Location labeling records
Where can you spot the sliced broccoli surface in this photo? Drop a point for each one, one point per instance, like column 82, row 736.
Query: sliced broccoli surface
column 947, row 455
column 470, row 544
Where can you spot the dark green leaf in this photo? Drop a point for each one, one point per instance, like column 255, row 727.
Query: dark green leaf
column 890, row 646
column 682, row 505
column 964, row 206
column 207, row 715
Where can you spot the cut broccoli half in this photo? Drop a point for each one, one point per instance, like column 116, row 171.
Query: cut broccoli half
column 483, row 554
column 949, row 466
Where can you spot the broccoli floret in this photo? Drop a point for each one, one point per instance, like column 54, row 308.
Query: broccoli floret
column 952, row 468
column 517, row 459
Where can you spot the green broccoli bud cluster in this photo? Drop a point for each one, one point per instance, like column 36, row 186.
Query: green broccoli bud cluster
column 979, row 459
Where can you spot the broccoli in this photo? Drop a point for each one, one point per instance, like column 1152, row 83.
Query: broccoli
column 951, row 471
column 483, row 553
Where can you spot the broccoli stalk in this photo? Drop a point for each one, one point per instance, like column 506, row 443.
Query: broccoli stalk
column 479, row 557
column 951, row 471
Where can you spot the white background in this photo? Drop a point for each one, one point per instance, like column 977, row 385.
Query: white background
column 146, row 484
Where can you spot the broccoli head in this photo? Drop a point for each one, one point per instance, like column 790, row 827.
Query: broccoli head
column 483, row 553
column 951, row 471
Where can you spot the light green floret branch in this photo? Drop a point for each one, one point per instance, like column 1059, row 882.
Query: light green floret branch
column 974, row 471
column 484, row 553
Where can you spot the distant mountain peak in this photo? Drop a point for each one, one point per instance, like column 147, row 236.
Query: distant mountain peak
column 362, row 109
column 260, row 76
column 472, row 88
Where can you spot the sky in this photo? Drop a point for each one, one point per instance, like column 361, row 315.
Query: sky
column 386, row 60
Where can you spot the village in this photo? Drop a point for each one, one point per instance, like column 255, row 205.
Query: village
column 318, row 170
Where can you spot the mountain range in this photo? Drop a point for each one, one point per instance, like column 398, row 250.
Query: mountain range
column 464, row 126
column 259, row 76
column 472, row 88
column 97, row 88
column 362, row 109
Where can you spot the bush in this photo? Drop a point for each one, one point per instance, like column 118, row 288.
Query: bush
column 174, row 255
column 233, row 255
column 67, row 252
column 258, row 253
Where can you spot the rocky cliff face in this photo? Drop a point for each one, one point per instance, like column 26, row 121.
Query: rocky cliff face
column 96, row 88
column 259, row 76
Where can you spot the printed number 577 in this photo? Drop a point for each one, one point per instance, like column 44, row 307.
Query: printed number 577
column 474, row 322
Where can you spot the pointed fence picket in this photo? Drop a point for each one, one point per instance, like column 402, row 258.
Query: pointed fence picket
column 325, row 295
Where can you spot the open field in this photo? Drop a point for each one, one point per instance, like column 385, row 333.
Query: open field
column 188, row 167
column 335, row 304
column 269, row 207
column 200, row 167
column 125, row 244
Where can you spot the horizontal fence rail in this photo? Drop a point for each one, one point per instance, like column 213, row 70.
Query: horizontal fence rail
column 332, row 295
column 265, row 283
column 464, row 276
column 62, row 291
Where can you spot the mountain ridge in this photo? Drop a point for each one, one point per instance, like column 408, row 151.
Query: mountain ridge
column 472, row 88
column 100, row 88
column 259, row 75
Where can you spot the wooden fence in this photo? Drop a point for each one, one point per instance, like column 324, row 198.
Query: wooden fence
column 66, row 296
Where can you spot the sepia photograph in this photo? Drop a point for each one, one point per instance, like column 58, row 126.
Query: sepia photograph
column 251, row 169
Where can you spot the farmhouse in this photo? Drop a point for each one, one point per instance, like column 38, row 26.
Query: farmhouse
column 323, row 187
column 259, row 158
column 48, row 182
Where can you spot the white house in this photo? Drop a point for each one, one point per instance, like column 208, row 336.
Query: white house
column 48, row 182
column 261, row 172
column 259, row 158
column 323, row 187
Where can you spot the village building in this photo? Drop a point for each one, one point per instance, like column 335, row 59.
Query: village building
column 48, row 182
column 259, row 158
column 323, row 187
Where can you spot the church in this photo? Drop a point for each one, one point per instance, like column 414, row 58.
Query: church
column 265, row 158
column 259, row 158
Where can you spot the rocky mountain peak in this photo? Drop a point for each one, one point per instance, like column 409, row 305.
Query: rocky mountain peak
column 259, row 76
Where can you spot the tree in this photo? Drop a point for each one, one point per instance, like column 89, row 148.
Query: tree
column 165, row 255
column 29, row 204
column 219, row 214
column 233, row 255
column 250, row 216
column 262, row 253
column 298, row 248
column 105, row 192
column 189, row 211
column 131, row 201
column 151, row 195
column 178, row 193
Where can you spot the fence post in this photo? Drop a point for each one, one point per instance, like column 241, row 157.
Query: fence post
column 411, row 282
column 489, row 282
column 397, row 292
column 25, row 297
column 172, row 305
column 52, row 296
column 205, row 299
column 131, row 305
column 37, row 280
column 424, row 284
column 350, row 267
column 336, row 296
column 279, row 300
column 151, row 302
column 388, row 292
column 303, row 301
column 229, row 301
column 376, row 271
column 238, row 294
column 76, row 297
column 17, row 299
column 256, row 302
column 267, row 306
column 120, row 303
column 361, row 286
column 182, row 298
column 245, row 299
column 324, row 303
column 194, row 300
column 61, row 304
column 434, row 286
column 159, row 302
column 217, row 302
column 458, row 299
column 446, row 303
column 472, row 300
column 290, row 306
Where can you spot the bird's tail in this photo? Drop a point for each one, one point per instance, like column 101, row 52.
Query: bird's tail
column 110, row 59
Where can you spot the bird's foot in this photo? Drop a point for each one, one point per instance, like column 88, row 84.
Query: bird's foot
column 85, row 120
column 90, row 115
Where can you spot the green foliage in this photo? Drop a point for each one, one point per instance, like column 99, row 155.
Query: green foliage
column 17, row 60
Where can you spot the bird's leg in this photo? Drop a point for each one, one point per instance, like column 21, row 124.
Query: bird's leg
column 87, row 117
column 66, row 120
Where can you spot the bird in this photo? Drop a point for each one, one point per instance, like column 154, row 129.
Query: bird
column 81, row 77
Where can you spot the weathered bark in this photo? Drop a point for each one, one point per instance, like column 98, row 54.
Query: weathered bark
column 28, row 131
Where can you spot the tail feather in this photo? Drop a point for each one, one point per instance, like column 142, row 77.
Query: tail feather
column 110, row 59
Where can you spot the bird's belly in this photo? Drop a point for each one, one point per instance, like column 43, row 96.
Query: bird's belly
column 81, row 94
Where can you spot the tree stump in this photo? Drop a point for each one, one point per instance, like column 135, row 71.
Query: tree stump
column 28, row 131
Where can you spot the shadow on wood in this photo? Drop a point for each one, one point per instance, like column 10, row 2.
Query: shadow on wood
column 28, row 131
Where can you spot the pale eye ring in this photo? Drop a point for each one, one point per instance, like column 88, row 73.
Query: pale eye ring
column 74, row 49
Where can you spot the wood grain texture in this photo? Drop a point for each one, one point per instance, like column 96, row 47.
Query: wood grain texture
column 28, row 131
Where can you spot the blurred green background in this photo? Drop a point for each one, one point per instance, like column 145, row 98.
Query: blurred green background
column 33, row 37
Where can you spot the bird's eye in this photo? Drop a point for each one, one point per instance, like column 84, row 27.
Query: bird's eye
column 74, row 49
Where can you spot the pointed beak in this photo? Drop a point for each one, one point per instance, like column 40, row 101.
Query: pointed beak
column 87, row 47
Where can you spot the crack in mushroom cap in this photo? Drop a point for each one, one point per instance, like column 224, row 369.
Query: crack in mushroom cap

Task statement.
Every entry should be printed again exactly as written.

Final result.
Where can you spot the sliced broccoli surface in this photo? Drop a point for each one, one point per instance, like column 82, row 736.
Query: sliced broccoli surface
column 947, row 455
column 470, row 544
Where can you spot the dark green leaf in this photo? Drop a point for each one, one point per instance, like column 255, row 727.
Query: dark green leaf
column 890, row 646
column 682, row 505
column 964, row 206
column 207, row 715
Where can you spot the cut broccoli half in this photo? Drop a point for each one, one point per instance, like column 116, row 171.
Query: cut broccoli half
column 483, row 554
column 949, row 466
Where can you spot the broccoli floret in this photo? Drop a point for each one, one point per instance, like column 54, row 308.
Query: broccoli floret
column 952, row 468
column 517, row 459
Where can you spot the green broccoli bud cluster in this photo? Drop a point for each one, one point per instance, like column 36, row 186.
Query: green broccoli bud cluster
column 979, row 459
Where can you spot the broccoli in this photo? Drop a point for each one, one point per instance, like column 1152, row 83.
Query: broccoli
column 951, row 471
column 483, row 553
Where can you spot the broccoli stalk in this photo? Drop a point for each one, one point per instance, like column 506, row 443.
Query: broccoli stalk
column 479, row 557
column 951, row 471
Where can you spot the white background in this photo? Drop a point for each one, one point per instance, like column 977, row 385.
Query: white background
column 146, row 484
Where can you spot the broccoli head in this photo? Drop a point for each one, one point per instance, like column 790, row 827.
Query: broccoli head
column 483, row 553
column 951, row 471
Where can you spot the light green floret branch in this photo? Drop a point for each one, one point per instance, like column 1059, row 882.
Query: light green floret branch
column 974, row 471
column 484, row 553
Where can you spot the distant mountain peak in this photo? Drop a point for each one, one point per instance, like column 147, row 236.
Query: distant mountain peak
column 362, row 109
column 260, row 76
column 472, row 88
Where can you spot the sky in this photo? Drop a point for each one, one point per instance, like column 361, row 315.
Query: sky
column 386, row 60
Where can you spot the village in this photo? Drop a point for each one, one point per instance, like column 255, row 205.
Query: village
column 318, row 170
Where can you spot the mountain range in this photo? Drop a point for each one, one point per instance, like column 398, row 250.
Query: mountain range
column 464, row 126
column 259, row 76
column 472, row 88
column 97, row 88
column 362, row 109
Where can you spot the bush in this photo? Drop a point for each one, one point per instance, like column 118, row 288.
Query: bush
column 174, row 255
column 233, row 255
column 67, row 252
column 258, row 253
Where can you spot the rocky cliff face in this photo? Drop a point for each one, one point per instance, like column 26, row 121.
Query: rocky cliff face
column 96, row 88
column 259, row 76
Where can you spot the printed number 577 in this photo? Drop a point for each one, one point per instance, like column 44, row 307.
Query: printed number 577
column 474, row 322
Where can you spot the pointed fence picket in this photo? Drop a point for each one, one point per instance, like column 402, row 258.
Query: pointed fence picket
column 325, row 295
Where can you spot the open field in this photo? Drop a point for each one, one point per instance, like column 385, row 333.
Query: open field
column 188, row 167
column 335, row 304
column 269, row 207
column 200, row 167
column 125, row 244
Where can you spot the horizontal fence rail in this photo? Drop a point for each one, one point per instance, like column 213, row 70.
Query: horizontal fence rail
column 332, row 295
column 265, row 283
column 464, row 276
column 62, row 291
Where can you spot the mountain ridge in this photo? Drop a point for each one, one point per instance, like column 408, row 151.
Query: mountain ridge
column 472, row 88
column 100, row 88
column 259, row 75
Where can you spot the wooden fence in this photo? Drop a point for each one, one point per instance, like column 324, row 198.
Query: wooden fence
column 66, row 296
Where can you spot the sepia photograph in this photo? Drop a point for each one, one point per instance, like column 58, row 126.
Query: sepia photograph
column 251, row 169
Where can you spot the farmhouse in this photo? Drop a point for each one, one point per instance, like column 38, row 26.
Query: farmhouse
column 323, row 187
column 259, row 158
column 48, row 182
Where can you spot the white house in this photo? Drop a point for each one, one point per instance, like column 208, row 336.
Query: white house
column 48, row 182
column 261, row 172
column 259, row 158
column 323, row 187
Where can you spot the village building in this photo? Drop a point for each one, one point per instance, like column 335, row 59.
Query: village building
column 48, row 182
column 259, row 158
column 323, row 187
Where can you spot the church in this photo? Drop a point for each one, one point per instance, like column 414, row 58.
Query: church
column 265, row 158
column 259, row 158
Where can you spot the rocky mountain peak in this photo? Drop a point for each one, one point per instance, like column 409, row 305.
Query: rocky mountain peak
column 259, row 76
Where can you spot the tree in this photo? Drop a point for each one, one point per instance, like column 89, row 148.
Query: tree
column 165, row 255
column 29, row 204
column 219, row 214
column 233, row 255
column 250, row 216
column 262, row 253
column 298, row 248
column 105, row 192
column 189, row 211
column 131, row 201
column 151, row 195
column 178, row 193
Where can you spot the fence post in this photo? Drop a point for each one, one point per instance, like column 241, row 157.
Query: fence post
column 411, row 282
column 489, row 282
column 397, row 292
column 25, row 297
column 172, row 305
column 52, row 296
column 205, row 299
column 131, row 305
column 37, row 280
column 424, row 284
column 350, row 267
column 336, row 296
column 279, row 300
column 151, row 302
column 388, row 292
column 303, row 301
column 229, row 301
column 376, row 271
column 238, row 294
column 76, row 297
column 17, row 299
column 256, row 302
column 267, row 306
column 120, row 303
column 361, row 286
column 182, row 298
column 245, row 299
column 324, row 303
column 194, row 300
column 61, row 304
column 434, row 286
column 159, row 302
column 217, row 302
column 458, row 299
column 446, row 303
column 472, row 300
column 290, row 306
Where can you spot the bird's tail in this photo? Drop a point for each one, one point per instance, like column 101, row 52.
Query: bird's tail
column 110, row 59
Where can you spot the bird's foot in this photo? Drop a point for each one, one point per instance, like column 88, row 84.
Query: bird's foot
column 85, row 120
column 90, row 115
Where can you spot the green foliage in this photo? Drop a point for each one, one point per instance, like column 99, row 155.
Query: green foliage
column 17, row 60
Where can you spot the bird's leg in this photo? Drop a point for each one, one point per instance, like column 21, row 124.
Query: bird's leg
column 87, row 117
column 66, row 120
Where can you spot the bird in this photo? Drop a point for each one, one point per instance, like column 154, row 129.
Query: bird
column 81, row 77
Where can you spot the weathered bark in this photo? Drop a point for each one, one point per instance, like column 98, row 54.
Query: weathered bark
column 28, row 131
Where can you spot the tail feather in this photo? Drop a point for each one, one point per instance, like column 142, row 77.
Query: tail feather
column 110, row 59
Where can you spot the bird's belly in this photo? Drop a point for each one, one point per instance, like column 43, row 96.
Query: bird's belly
column 81, row 94
Where can you spot the tree stump in this photo? Drop a point for each one, one point per instance, like column 135, row 71.
Query: tree stump
column 28, row 131
Where can you spot the shadow on wood in this photo? Drop a point for each one, one point per instance, like column 10, row 2.
Query: shadow on wood
column 28, row 131
Where can you spot the pale eye ring in this photo? Drop a point for each one, one point per instance, like column 88, row 73.
Query: pale eye ring
column 74, row 49
Where can you spot the wood grain texture in this photo? Drop a point for each one, one point per instance, like column 96, row 47.
Query: wood grain texture
column 28, row 131
Where can you spot the blurred green background in this photo? Drop a point for each one, one point per instance, like column 145, row 98.
Query: blurred green background
column 33, row 37
Where can you spot the bird's eye in this photo? Drop a point for each one, one point per instance, like column 84, row 27.
Query: bird's eye
column 74, row 49
Where can you spot the pointed beak in this photo? Drop a point for each one, one point per instance, like column 40, row 101.
Query: pointed beak
column 87, row 47
Where can you spot the crack in mushroom cap in this photo? Drop a point for each one, one point per instance, like column 224, row 369.
Query: crack in mushroom cap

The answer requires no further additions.